— Start DATASET —

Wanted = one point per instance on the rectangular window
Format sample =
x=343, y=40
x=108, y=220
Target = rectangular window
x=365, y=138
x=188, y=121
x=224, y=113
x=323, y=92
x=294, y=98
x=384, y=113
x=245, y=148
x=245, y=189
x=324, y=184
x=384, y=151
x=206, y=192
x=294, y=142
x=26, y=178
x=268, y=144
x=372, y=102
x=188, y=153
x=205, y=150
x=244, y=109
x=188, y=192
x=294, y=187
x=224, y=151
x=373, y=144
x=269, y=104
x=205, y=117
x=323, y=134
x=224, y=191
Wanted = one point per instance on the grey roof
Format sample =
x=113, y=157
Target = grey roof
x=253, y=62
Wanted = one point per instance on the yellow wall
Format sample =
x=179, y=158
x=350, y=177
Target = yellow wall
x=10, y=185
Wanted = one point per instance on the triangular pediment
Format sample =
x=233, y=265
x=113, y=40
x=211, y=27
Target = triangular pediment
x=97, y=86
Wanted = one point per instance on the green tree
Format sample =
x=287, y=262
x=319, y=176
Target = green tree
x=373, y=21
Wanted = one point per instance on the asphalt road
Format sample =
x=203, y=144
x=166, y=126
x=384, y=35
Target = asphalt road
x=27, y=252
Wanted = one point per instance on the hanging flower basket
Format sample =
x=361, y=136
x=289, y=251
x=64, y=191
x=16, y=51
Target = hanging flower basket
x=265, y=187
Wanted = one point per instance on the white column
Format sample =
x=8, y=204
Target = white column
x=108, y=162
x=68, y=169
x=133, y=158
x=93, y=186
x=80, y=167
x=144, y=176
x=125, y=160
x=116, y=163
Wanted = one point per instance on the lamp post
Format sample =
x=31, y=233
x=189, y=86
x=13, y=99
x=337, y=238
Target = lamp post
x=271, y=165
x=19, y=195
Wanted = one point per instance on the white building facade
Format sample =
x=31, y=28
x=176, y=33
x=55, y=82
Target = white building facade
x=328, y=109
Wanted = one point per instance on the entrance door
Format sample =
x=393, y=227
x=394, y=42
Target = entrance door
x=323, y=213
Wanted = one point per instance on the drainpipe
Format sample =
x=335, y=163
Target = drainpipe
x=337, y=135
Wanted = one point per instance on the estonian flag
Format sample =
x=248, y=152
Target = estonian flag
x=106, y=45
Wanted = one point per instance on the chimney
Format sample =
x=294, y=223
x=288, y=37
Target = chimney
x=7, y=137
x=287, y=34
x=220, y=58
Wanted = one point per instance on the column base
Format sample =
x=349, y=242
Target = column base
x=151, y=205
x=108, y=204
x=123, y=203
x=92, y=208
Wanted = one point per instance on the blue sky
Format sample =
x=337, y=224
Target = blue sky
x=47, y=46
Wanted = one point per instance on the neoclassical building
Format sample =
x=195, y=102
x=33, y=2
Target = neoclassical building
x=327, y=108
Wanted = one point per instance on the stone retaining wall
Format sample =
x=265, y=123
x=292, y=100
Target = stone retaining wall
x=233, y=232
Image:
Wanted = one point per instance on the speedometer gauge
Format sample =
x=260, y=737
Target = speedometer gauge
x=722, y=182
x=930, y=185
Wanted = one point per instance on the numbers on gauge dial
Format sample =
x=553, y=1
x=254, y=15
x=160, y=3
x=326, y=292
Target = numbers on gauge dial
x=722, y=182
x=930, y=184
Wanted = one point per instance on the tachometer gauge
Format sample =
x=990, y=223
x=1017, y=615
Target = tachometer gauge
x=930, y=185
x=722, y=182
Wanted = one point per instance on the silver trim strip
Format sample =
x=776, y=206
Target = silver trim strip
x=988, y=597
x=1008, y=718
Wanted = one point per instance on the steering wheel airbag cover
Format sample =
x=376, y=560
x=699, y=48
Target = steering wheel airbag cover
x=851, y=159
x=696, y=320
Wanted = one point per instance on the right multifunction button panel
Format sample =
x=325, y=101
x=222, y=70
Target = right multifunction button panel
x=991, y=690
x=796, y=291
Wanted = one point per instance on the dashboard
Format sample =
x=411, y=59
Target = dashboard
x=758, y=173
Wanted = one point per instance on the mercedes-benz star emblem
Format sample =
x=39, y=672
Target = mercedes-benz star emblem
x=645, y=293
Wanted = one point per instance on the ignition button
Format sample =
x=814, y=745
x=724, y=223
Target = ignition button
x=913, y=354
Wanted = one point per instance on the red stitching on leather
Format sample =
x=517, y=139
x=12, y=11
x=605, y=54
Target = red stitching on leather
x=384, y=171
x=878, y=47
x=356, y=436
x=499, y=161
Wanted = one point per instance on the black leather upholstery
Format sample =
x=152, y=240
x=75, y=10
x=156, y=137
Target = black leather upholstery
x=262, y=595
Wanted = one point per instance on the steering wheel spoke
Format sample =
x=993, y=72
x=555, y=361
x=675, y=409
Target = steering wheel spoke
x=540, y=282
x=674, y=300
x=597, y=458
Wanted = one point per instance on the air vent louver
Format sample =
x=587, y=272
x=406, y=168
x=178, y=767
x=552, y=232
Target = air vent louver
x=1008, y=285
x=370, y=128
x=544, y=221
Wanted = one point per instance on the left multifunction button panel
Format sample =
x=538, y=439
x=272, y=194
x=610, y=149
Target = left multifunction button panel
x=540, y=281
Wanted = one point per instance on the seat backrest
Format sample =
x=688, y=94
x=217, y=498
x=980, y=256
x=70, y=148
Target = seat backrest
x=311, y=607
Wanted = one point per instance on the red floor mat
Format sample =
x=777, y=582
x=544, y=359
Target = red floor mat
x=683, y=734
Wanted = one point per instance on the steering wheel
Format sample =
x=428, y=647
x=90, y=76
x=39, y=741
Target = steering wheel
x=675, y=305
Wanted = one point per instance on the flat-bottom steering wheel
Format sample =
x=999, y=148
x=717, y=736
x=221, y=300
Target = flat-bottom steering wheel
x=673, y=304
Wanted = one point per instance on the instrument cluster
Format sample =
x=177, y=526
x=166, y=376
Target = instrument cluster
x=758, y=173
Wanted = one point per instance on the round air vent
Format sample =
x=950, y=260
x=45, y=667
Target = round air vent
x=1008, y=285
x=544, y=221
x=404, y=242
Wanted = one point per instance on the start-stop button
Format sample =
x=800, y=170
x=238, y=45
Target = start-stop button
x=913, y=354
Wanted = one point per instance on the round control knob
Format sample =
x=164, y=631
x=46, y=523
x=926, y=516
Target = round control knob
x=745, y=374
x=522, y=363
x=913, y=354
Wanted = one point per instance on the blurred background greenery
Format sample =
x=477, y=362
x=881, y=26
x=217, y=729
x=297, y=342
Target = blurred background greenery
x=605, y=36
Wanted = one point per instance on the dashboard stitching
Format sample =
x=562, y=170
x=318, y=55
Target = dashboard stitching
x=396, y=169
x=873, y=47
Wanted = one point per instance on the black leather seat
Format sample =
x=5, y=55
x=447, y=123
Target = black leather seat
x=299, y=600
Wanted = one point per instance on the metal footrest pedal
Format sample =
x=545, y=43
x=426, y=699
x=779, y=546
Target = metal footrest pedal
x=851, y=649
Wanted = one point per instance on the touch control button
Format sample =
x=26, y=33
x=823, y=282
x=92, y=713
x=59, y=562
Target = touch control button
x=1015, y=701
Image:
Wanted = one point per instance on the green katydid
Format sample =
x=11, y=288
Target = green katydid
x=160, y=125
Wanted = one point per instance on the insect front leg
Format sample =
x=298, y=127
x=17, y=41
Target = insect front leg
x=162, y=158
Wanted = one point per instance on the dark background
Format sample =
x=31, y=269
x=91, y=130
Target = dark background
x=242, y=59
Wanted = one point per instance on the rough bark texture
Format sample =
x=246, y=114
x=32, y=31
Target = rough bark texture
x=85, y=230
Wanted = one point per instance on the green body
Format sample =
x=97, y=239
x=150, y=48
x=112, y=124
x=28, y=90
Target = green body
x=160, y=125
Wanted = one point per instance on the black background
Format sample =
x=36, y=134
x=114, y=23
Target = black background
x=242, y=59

— End DATASET —

Reproduce the records verbatim, from their first line through the line containing "x=224, y=191", including both of these lines.

Wanted = one point per instance on the rectangular window
Format sample =
x=343, y=40
x=108, y=220
Target = rectangular window
x=365, y=138
x=188, y=121
x=224, y=113
x=323, y=92
x=294, y=98
x=384, y=113
x=245, y=148
x=245, y=189
x=324, y=184
x=384, y=151
x=206, y=192
x=294, y=142
x=26, y=178
x=268, y=144
x=372, y=102
x=188, y=153
x=205, y=150
x=244, y=109
x=188, y=192
x=294, y=187
x=224, y=151
x=373, y=144
x=269, y=104
x=205, y=117
x=323, y=134
x=224, y=191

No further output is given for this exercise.